[Start of Attachment]

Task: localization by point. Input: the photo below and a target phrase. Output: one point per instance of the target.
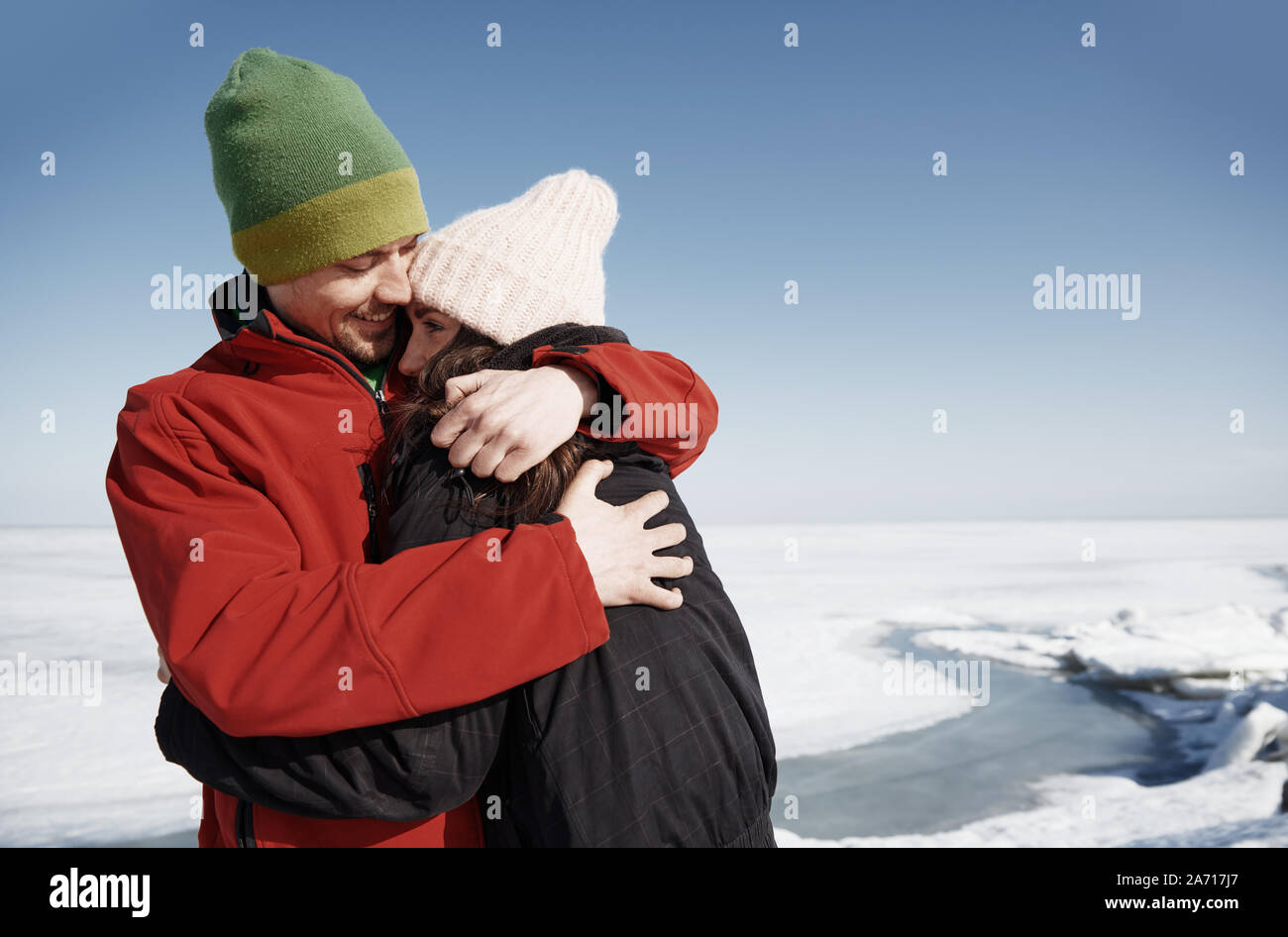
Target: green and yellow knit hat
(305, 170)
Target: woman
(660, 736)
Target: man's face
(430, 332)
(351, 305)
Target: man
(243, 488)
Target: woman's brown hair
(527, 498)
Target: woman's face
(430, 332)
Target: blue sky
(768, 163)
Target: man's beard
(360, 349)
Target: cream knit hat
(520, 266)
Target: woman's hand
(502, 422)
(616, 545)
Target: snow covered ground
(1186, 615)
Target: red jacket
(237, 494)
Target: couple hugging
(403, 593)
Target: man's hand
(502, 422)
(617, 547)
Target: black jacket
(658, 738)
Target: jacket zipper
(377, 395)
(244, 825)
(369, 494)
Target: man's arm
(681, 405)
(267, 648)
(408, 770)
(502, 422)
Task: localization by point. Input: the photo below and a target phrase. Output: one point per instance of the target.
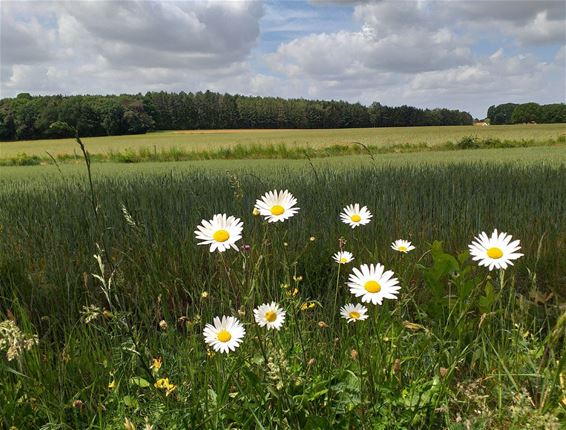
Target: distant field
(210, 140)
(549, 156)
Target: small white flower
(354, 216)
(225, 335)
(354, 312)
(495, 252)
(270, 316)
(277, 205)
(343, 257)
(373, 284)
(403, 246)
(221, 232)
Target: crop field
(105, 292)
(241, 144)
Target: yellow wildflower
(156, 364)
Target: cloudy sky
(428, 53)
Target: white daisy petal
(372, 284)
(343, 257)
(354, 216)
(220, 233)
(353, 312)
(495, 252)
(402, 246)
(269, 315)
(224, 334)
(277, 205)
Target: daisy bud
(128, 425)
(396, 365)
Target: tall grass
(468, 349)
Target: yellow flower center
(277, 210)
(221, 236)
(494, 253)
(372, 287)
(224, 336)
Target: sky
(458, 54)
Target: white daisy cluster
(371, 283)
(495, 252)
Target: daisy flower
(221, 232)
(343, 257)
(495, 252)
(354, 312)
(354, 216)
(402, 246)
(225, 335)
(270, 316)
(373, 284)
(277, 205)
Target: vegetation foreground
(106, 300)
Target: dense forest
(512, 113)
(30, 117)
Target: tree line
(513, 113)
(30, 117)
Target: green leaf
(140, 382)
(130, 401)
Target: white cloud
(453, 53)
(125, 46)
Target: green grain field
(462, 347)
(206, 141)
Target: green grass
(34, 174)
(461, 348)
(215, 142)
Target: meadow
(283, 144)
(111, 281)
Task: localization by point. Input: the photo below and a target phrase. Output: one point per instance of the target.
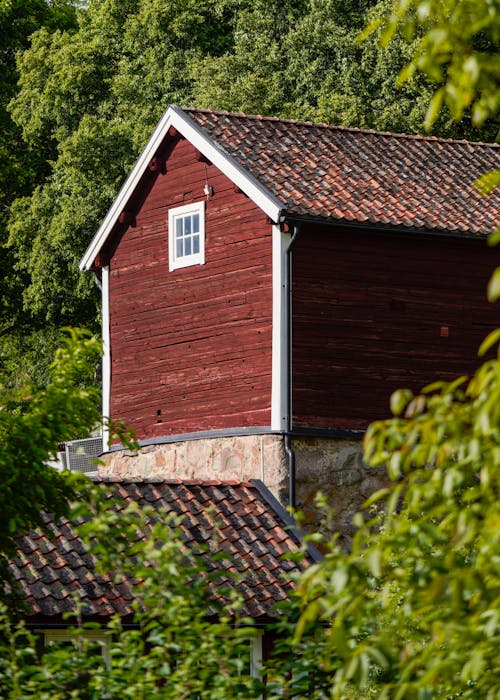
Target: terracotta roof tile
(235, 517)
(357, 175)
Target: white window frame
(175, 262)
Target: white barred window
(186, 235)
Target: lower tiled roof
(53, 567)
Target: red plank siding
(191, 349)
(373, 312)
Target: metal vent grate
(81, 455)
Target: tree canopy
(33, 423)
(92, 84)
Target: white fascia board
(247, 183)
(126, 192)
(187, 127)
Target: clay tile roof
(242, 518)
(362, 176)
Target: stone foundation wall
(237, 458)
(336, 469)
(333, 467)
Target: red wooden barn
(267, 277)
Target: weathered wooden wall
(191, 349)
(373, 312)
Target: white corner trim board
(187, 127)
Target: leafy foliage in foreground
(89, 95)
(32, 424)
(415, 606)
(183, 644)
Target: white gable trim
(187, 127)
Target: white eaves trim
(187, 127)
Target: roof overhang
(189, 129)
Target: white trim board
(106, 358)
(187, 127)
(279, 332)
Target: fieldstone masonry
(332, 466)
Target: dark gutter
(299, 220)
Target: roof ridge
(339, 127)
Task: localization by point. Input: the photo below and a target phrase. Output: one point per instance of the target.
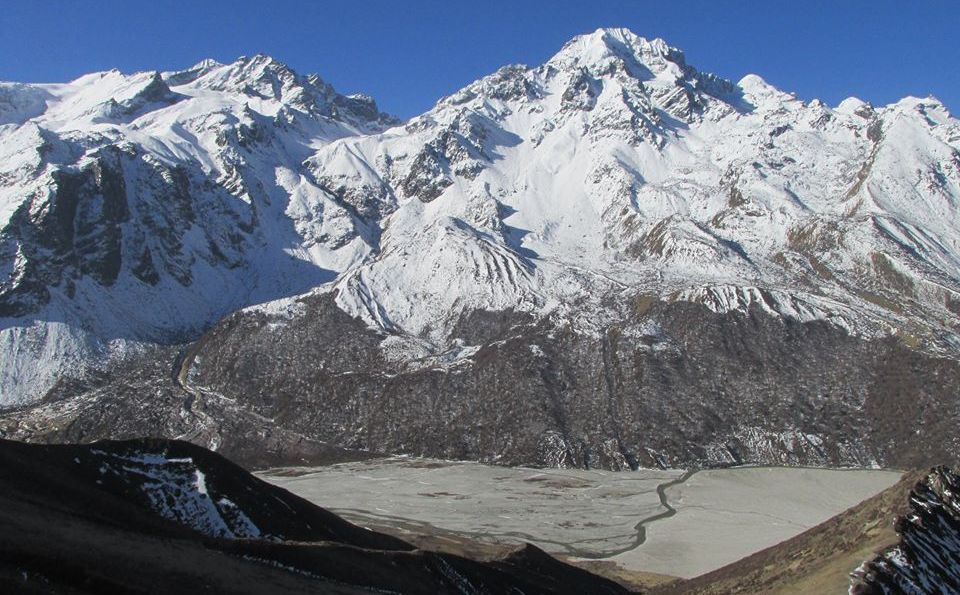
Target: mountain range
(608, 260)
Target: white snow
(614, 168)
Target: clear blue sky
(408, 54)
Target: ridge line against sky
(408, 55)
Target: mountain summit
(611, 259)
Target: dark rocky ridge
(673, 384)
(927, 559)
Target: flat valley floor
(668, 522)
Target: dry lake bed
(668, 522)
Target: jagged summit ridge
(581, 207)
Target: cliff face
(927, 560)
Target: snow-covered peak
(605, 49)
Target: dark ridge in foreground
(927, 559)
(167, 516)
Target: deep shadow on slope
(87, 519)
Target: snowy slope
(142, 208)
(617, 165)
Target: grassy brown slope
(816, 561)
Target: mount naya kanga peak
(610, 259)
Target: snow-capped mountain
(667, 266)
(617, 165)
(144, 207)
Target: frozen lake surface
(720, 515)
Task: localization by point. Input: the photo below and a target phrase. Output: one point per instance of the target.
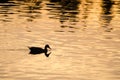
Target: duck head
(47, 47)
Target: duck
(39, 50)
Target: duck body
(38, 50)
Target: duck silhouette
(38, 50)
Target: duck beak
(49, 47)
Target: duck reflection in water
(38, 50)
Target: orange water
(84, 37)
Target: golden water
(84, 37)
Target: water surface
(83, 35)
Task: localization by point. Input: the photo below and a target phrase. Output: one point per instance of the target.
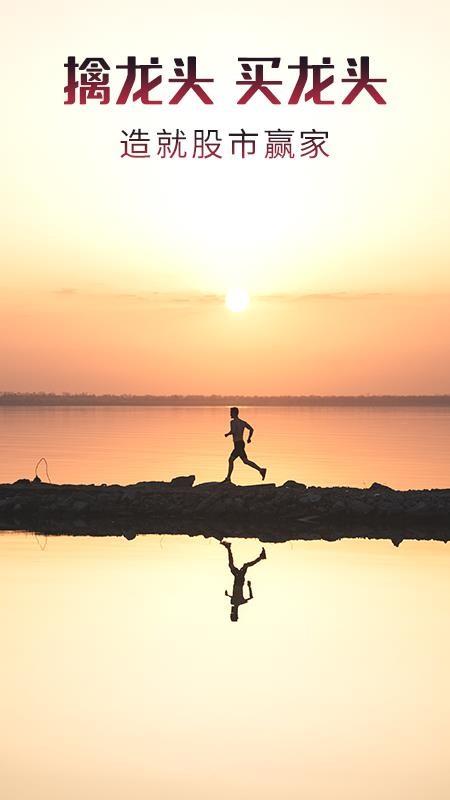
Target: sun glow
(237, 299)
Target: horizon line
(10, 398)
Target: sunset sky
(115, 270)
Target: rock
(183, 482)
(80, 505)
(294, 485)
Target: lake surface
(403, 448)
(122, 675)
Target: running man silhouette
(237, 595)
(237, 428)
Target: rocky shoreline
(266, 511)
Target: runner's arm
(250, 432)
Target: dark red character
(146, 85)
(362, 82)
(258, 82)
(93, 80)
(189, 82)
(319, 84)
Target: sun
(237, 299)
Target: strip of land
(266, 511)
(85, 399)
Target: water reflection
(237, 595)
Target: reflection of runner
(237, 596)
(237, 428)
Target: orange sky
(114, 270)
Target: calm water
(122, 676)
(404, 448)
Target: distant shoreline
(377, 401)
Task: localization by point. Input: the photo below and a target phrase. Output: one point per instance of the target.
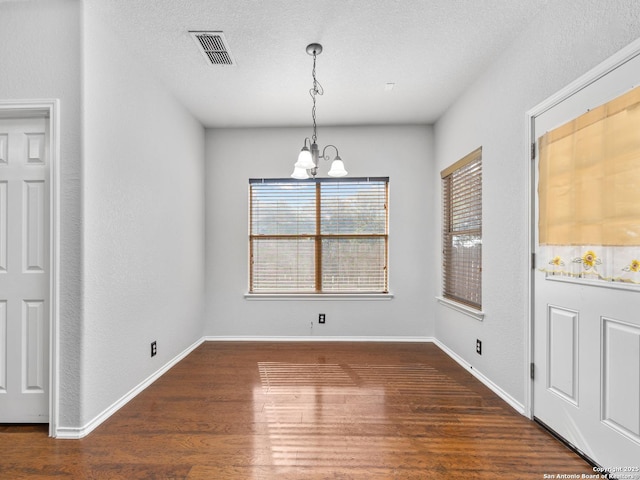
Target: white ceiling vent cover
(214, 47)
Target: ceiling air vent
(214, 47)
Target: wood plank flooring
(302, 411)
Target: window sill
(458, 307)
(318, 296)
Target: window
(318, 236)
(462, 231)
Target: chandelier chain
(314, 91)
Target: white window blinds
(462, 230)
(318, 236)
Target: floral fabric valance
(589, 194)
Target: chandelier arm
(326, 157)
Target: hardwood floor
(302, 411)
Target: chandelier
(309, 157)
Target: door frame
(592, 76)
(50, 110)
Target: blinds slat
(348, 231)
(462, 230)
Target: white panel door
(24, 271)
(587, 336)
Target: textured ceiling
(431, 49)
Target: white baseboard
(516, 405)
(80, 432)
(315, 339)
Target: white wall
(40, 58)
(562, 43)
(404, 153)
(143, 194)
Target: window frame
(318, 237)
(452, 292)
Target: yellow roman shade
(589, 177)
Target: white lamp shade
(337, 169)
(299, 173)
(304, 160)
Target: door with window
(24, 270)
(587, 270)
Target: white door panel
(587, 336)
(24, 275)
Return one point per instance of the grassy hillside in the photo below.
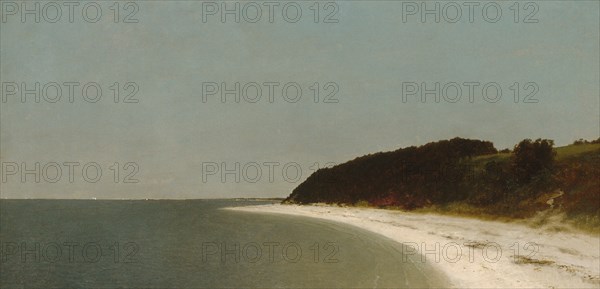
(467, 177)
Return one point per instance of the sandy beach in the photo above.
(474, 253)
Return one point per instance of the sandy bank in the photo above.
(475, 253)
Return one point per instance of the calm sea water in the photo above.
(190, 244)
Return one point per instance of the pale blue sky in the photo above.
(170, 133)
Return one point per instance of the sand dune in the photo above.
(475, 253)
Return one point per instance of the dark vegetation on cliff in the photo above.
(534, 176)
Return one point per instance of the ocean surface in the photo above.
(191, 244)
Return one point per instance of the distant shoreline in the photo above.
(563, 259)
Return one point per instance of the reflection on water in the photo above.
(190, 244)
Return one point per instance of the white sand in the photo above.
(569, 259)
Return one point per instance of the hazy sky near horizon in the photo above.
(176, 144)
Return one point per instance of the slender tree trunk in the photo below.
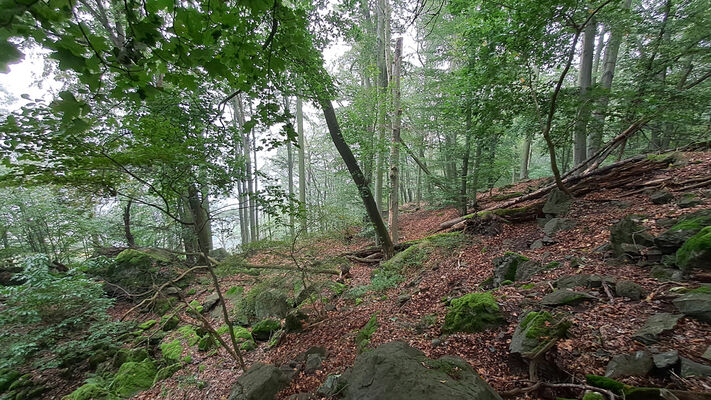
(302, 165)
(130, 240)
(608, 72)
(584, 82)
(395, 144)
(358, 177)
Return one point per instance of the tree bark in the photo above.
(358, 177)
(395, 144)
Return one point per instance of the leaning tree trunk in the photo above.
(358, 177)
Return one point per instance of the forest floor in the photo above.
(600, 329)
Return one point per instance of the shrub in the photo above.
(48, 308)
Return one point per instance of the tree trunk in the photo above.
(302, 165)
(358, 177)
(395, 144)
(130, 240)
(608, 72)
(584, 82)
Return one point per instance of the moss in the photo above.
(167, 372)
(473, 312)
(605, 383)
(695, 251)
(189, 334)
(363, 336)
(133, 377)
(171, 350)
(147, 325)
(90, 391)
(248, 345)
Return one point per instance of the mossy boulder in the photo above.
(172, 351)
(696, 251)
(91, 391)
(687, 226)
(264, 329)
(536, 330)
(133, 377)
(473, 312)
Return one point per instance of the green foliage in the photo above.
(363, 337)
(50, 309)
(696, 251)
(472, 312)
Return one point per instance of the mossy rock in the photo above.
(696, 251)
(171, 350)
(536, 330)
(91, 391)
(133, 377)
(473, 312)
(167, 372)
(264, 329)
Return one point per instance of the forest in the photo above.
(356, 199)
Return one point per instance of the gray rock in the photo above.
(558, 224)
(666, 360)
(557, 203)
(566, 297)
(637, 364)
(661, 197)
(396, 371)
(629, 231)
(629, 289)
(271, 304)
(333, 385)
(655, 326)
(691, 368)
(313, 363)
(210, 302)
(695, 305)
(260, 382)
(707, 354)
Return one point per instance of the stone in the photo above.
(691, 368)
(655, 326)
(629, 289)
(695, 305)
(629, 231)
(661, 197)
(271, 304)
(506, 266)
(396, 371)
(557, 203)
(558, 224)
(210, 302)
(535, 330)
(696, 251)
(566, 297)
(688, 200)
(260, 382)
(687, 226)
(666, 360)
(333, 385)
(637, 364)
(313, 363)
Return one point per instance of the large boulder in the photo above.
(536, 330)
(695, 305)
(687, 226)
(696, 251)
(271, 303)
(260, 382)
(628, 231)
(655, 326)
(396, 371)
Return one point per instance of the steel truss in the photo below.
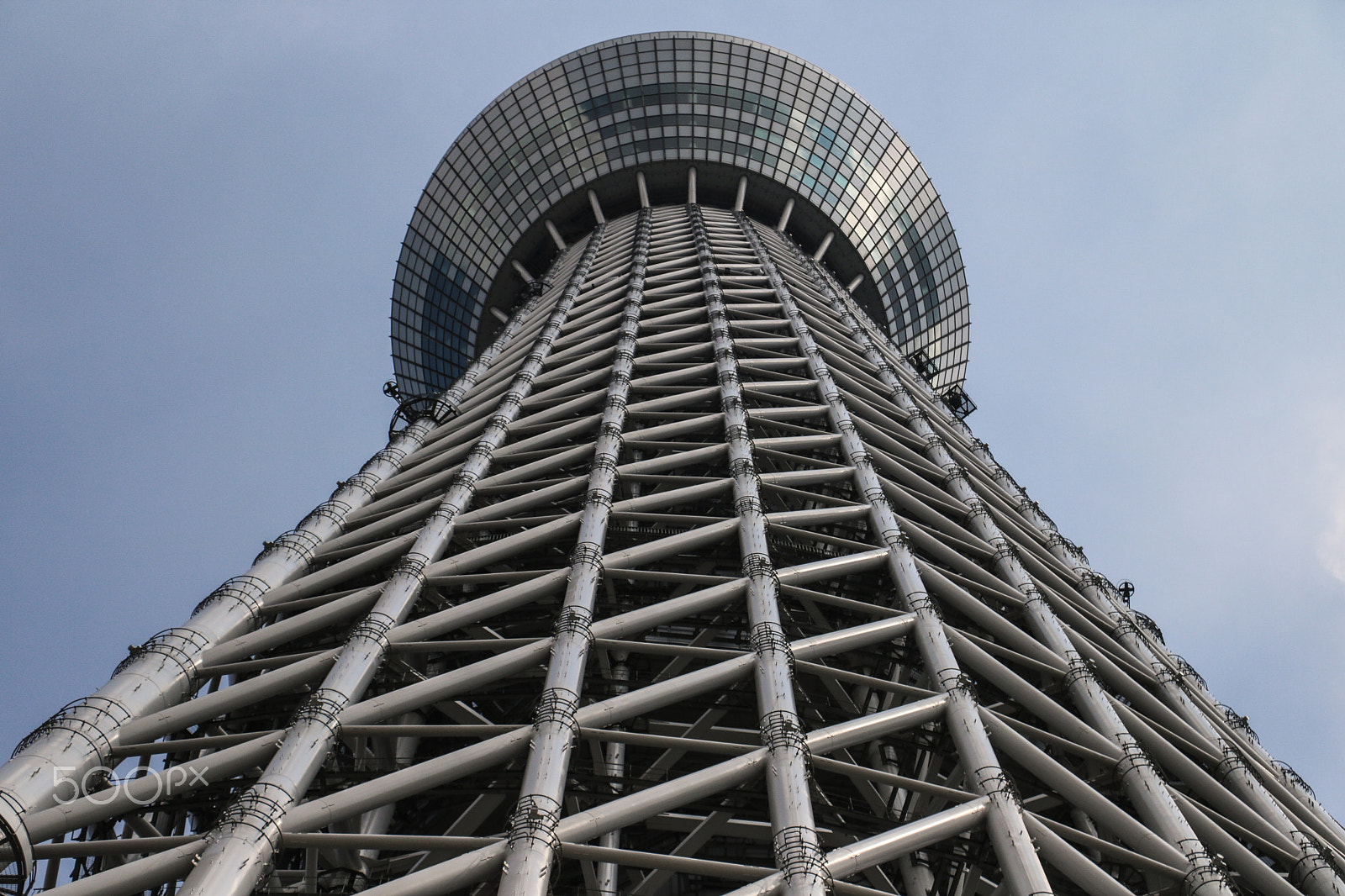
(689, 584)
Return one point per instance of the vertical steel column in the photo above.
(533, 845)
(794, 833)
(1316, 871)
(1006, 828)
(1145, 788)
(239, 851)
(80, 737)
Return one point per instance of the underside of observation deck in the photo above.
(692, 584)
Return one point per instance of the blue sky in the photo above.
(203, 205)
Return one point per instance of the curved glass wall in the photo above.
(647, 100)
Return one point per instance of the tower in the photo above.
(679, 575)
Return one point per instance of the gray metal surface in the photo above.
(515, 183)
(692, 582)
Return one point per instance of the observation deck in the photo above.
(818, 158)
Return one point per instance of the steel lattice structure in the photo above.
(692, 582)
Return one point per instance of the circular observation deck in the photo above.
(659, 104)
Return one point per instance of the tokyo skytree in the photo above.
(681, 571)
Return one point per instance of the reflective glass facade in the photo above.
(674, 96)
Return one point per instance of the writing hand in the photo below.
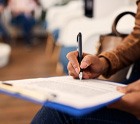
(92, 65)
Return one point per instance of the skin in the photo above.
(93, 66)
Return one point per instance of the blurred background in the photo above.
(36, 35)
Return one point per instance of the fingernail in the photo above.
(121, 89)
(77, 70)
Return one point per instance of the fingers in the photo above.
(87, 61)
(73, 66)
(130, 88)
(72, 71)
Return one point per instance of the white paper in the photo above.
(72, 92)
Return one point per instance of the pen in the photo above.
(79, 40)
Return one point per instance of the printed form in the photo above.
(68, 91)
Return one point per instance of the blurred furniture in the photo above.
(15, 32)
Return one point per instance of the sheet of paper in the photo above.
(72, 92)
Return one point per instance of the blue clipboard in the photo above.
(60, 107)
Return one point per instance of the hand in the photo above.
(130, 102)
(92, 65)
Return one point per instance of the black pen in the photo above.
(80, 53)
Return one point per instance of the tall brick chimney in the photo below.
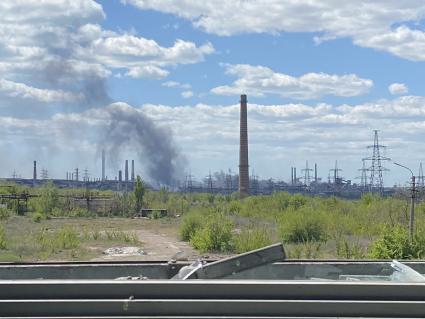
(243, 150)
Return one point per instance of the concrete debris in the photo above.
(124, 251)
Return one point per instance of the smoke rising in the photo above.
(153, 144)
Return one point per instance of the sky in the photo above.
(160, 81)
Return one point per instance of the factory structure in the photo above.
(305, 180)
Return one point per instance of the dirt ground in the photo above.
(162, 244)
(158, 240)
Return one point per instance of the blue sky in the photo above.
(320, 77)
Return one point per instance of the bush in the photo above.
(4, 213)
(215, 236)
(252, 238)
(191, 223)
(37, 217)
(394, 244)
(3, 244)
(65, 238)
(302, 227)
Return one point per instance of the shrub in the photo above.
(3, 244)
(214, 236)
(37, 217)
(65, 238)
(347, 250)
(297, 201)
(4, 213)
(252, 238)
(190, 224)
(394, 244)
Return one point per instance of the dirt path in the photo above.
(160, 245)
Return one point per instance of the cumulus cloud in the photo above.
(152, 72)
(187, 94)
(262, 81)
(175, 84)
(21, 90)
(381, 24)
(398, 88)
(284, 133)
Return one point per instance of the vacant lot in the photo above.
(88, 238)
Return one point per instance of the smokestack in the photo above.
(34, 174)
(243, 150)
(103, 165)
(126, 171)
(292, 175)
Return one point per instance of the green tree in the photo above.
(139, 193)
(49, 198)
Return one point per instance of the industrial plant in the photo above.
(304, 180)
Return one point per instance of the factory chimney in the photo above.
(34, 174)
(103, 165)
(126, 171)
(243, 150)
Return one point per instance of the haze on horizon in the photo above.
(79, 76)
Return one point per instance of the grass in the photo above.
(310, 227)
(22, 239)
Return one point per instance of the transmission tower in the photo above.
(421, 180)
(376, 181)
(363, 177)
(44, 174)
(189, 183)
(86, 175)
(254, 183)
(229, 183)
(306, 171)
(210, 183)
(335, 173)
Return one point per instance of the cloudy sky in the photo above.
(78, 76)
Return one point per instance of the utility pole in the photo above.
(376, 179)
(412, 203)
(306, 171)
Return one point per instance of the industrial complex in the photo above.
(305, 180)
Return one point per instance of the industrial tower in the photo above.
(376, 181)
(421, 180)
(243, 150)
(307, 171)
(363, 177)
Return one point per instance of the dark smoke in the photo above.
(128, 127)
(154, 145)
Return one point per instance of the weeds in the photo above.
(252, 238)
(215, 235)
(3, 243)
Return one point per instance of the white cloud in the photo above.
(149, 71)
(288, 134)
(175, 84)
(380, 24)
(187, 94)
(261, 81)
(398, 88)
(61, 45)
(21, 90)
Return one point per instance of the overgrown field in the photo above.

[End of Attachment]

### TASK GOAL
Find where "Return one point per instance of the weeds" occurs in the data, and please write out that line through the last line exactly, with nothing else.

### RESULT FOR THIS EXERCISE
Return one point per instance of the weeds in the photo above.
(252, 238)
(215, 235)
(3, 243)
Return one point per instance of the white cloud in the photo above.
(149, 71)
(288, 134)
(175, 84)
(380, 24)
(187, 94)
(261, 81)
(398, 88)
(61, 45)
(21, 90)
Return one point per instance of the overgrown field in the photo above.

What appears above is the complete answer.